Exercise aim: In the data below, find the line containing "Target: dry grass", then set down that line and every later line up to and including the line containing "Target: yellow stamen", exactly.

Exercise input:
——————
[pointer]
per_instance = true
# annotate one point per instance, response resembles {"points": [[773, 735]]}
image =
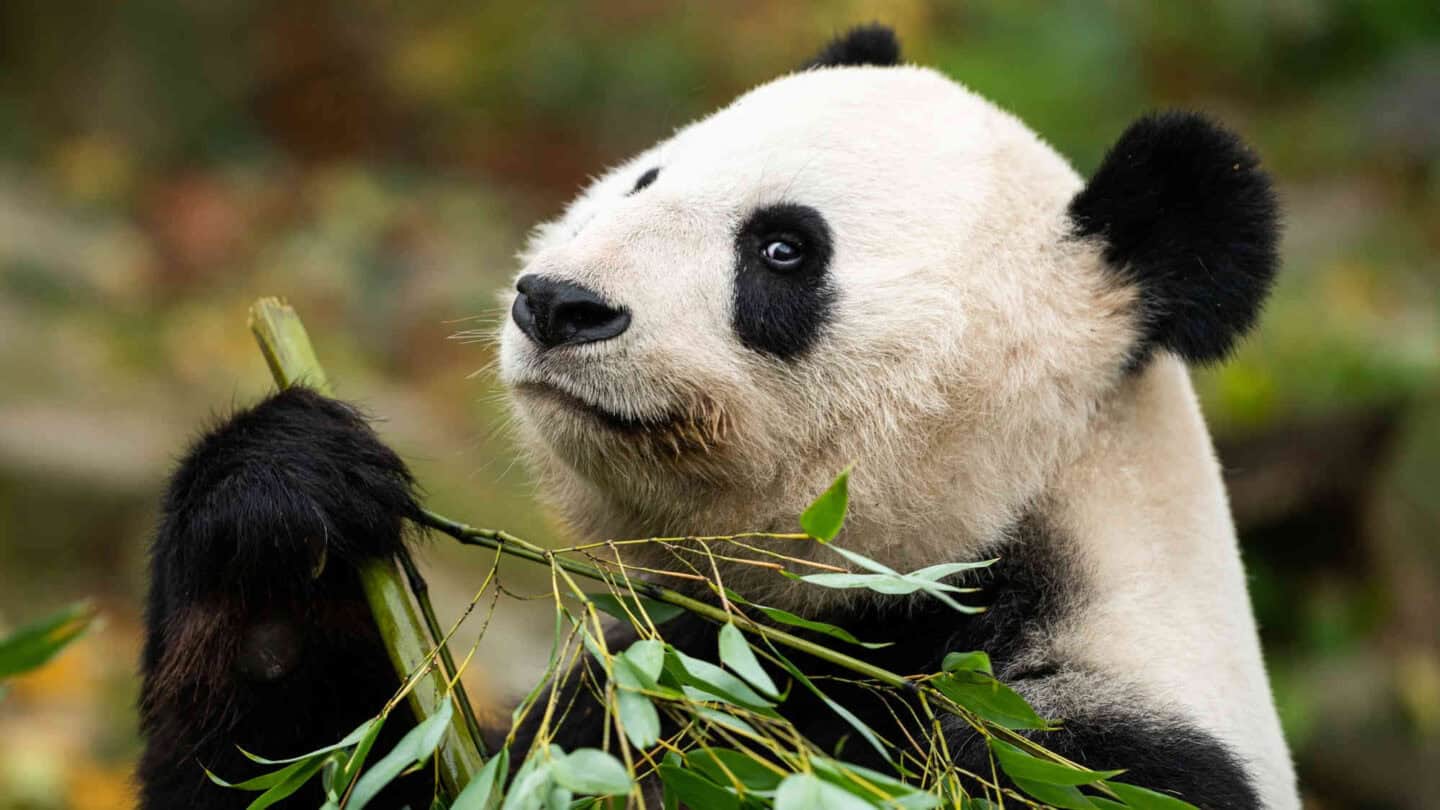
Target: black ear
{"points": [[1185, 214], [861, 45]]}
——————
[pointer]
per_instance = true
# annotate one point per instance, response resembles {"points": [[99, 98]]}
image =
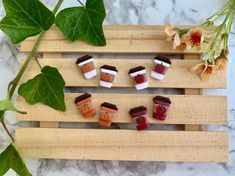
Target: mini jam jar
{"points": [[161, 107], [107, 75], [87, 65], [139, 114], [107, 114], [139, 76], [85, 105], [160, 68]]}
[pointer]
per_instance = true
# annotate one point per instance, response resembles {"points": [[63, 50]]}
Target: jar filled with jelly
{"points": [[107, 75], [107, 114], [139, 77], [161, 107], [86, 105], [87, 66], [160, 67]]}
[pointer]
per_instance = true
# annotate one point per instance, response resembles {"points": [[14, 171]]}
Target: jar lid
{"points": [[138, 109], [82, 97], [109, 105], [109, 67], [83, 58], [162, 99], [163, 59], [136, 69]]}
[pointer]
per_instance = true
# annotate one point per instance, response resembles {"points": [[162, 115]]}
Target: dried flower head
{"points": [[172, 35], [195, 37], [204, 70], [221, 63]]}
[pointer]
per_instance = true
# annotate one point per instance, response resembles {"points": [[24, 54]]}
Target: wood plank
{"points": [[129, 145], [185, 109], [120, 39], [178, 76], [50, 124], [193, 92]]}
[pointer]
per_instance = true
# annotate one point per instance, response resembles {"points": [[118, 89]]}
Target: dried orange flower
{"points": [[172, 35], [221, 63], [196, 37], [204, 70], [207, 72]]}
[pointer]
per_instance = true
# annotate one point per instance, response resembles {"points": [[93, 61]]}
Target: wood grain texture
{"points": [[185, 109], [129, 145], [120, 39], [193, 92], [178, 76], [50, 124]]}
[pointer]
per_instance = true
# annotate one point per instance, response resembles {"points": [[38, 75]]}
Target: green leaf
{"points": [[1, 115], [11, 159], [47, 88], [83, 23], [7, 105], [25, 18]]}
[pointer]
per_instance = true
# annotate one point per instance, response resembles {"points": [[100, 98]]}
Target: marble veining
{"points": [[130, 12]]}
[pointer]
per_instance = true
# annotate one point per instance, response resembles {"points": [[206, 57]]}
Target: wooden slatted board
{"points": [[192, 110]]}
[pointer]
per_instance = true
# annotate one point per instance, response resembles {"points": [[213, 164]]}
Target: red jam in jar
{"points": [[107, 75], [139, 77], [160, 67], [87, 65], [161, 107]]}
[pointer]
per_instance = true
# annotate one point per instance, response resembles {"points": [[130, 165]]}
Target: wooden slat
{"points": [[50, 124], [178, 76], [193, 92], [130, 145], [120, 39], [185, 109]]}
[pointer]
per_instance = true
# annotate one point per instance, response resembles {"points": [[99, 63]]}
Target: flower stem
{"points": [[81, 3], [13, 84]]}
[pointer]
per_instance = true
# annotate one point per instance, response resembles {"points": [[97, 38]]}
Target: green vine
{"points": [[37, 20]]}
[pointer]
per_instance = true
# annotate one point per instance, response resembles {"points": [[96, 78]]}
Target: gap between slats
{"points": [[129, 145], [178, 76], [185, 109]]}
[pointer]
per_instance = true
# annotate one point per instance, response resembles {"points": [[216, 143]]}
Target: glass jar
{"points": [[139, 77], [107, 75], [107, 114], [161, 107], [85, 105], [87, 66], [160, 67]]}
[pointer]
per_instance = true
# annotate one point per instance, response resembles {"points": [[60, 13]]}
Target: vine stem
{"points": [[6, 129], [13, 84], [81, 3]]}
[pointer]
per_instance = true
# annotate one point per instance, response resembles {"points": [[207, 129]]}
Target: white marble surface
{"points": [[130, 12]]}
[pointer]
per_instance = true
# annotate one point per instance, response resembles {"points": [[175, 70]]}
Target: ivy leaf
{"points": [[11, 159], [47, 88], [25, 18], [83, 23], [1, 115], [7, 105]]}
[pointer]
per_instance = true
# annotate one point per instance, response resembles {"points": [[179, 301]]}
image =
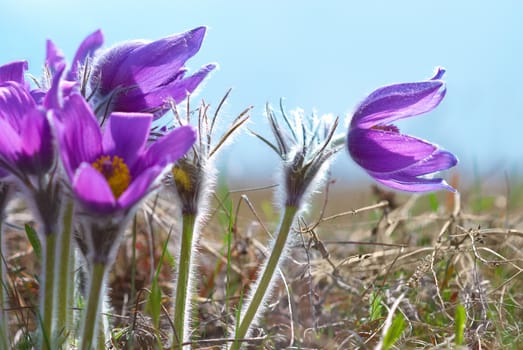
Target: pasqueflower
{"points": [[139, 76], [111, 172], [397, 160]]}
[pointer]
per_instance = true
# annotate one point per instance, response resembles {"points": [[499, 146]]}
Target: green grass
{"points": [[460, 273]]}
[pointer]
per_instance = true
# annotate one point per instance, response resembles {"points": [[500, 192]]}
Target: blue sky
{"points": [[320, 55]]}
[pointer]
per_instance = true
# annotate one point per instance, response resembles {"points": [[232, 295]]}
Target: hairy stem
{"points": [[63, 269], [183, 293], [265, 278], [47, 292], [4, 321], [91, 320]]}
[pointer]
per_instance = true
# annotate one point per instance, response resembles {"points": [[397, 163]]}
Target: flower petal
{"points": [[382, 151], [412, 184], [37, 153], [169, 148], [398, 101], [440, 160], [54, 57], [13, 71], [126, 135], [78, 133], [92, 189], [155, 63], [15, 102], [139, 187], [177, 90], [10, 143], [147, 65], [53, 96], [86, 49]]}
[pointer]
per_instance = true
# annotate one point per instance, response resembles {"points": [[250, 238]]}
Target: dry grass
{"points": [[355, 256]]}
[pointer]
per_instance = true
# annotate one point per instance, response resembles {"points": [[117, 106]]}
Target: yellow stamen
——————
Task response:
Target: dry grass
{"points": [[355, 256]]}
[pointer]
per_instance = true
# annotate one point per instance, response resembles {"points": [[117, 106]]}
Target: yellow stamen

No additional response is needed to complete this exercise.